Only the lines from the start of the entries through the line with "point: one pixel per instance, each like <point>453,313</point>." should be returned, each exactly as it stands, and no pictures.
= = =
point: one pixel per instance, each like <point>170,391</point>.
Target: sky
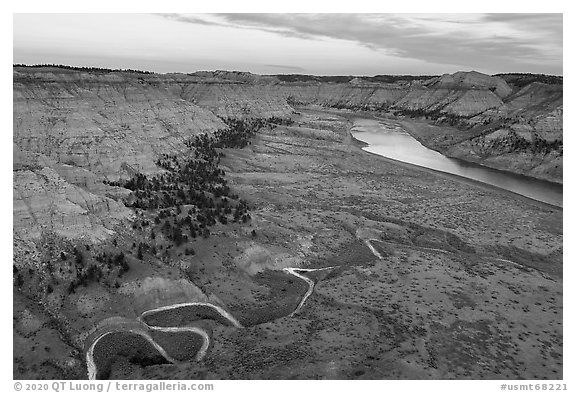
<point>288,43</point>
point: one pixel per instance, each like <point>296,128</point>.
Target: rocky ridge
<point>74,129</point>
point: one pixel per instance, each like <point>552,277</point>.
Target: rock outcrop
<point>73,129</point>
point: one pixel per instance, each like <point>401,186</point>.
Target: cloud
<point>483,41</point>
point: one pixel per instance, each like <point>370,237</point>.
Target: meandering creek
<point>145,327</point>
<point>388,139</point>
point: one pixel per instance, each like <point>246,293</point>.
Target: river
<point>390,140</point>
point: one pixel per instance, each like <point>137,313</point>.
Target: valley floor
<point>468,286</point>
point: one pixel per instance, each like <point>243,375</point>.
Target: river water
<point>388,139</point>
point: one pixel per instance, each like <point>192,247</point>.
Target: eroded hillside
<point>144,202</point>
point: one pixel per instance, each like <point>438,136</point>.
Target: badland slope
<point>450,279</point>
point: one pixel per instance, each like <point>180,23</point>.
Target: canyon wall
<point>74,129</point>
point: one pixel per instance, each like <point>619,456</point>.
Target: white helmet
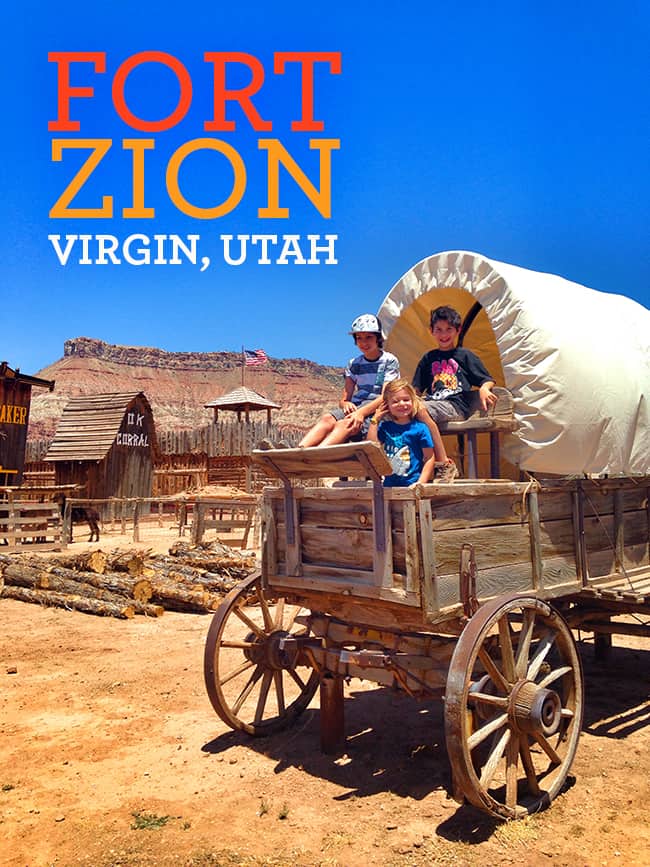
<point>366,322</point>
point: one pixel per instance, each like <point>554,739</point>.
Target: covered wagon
<point>467,591</point>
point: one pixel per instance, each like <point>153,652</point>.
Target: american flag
<point>254,356</point>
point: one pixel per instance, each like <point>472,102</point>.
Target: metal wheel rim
<point>266,687</point>
<point>480,741</point>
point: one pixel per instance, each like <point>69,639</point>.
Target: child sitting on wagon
<point>365,378</point>
<point>445,376</point>
<point>406,441</point>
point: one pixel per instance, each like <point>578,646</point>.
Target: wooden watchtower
<point>236,469</point>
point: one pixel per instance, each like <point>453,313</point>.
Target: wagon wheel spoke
<point>493,700</point>
<point>236,672</point>
<point>490,767</point>
<point>493,671</point>
<point>485,731</point>
<point>529,769</point>
<point>254,685</point>
<point>552,676</point>
<point>548,749</point>
<point>523,647</point>
<point>240,645</point>
<point>512,756</point>
<point>264,608</point>
<point>541,652</point>
<point>515,681</point>
<point>246,620</point>
<point>279,614</point>
<point>293,674</point>
<point>267,678</point>
<point>279,691</point>
<point>507,652</point>
<point>246,691</point>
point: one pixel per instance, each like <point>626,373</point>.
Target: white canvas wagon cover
<point>576,360</point>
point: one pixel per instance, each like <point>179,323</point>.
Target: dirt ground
<point>112,755</point>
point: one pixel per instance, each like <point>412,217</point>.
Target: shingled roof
<point>89,425</point>
<point>242,398</point>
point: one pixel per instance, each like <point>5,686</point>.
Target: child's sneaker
<point>445,472</point>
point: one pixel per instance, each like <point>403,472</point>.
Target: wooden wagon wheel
<point>513,706</point>
<point>251,676</point>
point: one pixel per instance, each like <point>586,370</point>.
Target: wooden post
<point>136,521</point>
<point>619,537</point>
<point>332,725</point>
<point>535,541</point>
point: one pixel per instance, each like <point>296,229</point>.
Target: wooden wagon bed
<point>397,556</point>
<point>471,592</point>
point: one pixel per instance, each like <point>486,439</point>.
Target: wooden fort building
<point>107,444</point>
<point>15,399</point>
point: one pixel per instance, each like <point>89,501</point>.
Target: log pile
<point>125,583</point>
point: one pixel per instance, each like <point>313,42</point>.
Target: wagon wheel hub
<point>276,651</point>
<point>534,709</point>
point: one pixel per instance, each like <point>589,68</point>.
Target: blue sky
<point>516,130</point>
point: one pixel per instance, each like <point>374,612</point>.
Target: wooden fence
<point>233,519</point>
<point>216,454</point>
<point>29,526</point>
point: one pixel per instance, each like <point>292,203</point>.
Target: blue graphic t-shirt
<point>404,445</point>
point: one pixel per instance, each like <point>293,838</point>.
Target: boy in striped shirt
<point>365,377</point>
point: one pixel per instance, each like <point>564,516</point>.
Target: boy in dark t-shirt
<point>445,376</point>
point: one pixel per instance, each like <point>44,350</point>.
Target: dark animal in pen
<point>81,515</point>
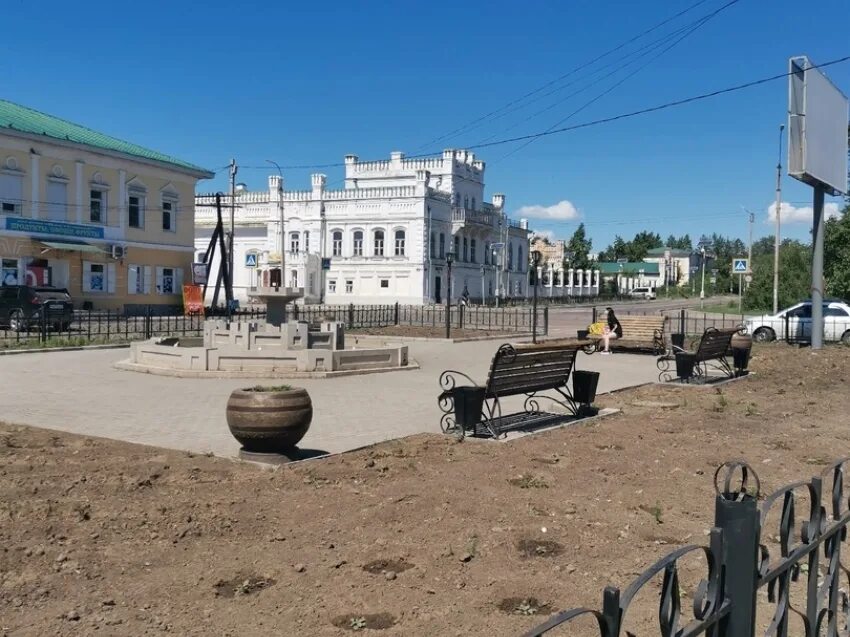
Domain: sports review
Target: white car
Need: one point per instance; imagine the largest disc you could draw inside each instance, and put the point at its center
(798, 319)
(643, 293)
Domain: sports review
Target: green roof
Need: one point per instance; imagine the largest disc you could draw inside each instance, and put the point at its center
(27, 120)
(632, 267)
(674, 252)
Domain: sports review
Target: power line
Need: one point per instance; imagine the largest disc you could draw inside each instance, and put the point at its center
(588, 124)
(569, 73)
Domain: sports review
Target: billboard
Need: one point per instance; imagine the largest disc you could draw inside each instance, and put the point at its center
(817, 128)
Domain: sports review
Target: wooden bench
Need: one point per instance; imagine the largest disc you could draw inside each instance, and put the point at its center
(713, 348)
(529, 370)
(642, 332)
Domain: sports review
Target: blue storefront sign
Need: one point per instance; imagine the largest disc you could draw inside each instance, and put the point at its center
(56, 228)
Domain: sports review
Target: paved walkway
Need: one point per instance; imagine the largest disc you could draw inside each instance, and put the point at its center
(81, 392)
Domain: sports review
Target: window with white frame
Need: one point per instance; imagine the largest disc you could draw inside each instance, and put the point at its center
(11, 194)
(9, 272)
(139, 279)
(399, 243)
(57, 200)
(169, 214)
(169, 280)
(98, 277)
(136, 209)
(97, 206)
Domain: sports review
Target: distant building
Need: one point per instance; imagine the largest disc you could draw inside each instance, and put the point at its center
(676, 263)
(550, 251)
(383, 237)
(626, 276)
(110, 221)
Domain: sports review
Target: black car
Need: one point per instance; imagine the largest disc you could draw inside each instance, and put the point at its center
(23, 307)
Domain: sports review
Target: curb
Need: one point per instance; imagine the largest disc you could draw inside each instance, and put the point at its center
(70, 348)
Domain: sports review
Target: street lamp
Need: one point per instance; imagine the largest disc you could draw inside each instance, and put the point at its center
(483, 293)
(535, 260)
(450, 257)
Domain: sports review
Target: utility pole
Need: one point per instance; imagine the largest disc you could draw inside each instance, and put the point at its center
(777, 210)
(233, 170)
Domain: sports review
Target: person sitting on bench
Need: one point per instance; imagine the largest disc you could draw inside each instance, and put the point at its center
(613, 330)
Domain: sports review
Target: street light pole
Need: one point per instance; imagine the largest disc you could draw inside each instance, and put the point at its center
(535, 260)
(450, 257)
(777, 210)
(483, 293)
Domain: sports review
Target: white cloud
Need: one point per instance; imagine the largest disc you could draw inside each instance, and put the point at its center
(792, 214)
(563, 210)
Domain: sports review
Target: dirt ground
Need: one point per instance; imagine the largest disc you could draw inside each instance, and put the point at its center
(422, 536)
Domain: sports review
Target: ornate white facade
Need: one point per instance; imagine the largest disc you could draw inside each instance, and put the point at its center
(383, 237)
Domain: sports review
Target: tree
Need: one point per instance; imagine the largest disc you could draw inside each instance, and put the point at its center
= = =
= RESULT OF THIS TASK =
point: one pixel per instance, each like <point>170,391</point>.
Target: sky
<point>288,43</point>
point: one pixel per instance, each like <point>296,128</point>.
Target: rocky ridge
<point>74,129</point>
point: one pixel per instance, each like <point>552,277</point>.
Target: rock outcrop
<point>73,129</point>
point: one pixel per instance, each like <point>401,186</point>.
Target: cloud
<point>483,41</point>
point: one pixel per instance, each like <point>370,237</point>.
Target: meandering creek
<point>145,327</point>
<point>388,139</point>
point: one pixel per instance, each like <point>246,293</point>.
Target: river
<point>390,140</point>
point: one pixel per instance, each like <point>137,313</point>.
Target: valley floor
<point>468,286</point>
point: one pixel per instance, each like <point>243,375</point>.
Target: river water
<point>388,139</point>
point: one pixel per instance, each like <point>192,247</point>.
Target: eroded hillside
<point>144,202</point>
point: one pixel per instance, each like <point>438,136</point>.
Target: badland slope
<point>450,279</point>
point: one pixel per instance, each like <point>180,23</point>.
Target: canyon wall
<point>74,129</point>
point: one pixel per instance, each like <point>619,456</point>.
Target: white helmet
<point>366,322</point>
point: one pixel per instance, each like <point>554,739</point>.
Target: covered wagon
<point>467,591</point>
point: one pixel per instance, each like <point>153,652</point>.
Target: american flag
<point>254,356</point>
point: one pixel per instance, each like <point>472,102</point>.
Target: metal wheel rim
<point>266,687</point>
<point>480,741</point>
point: one pixel per instance, each like <point>69,639</point>.
Target: child sitting on wagon
<point>365,378</point>
<point>445,376</point>
<point>406,441</point>
point: one pixel per instance, each like <point>578,646</point>.
Target: wooden watchtower
<point>236,469</point>
point: one pixel per instance, each like <point>453,313</point>.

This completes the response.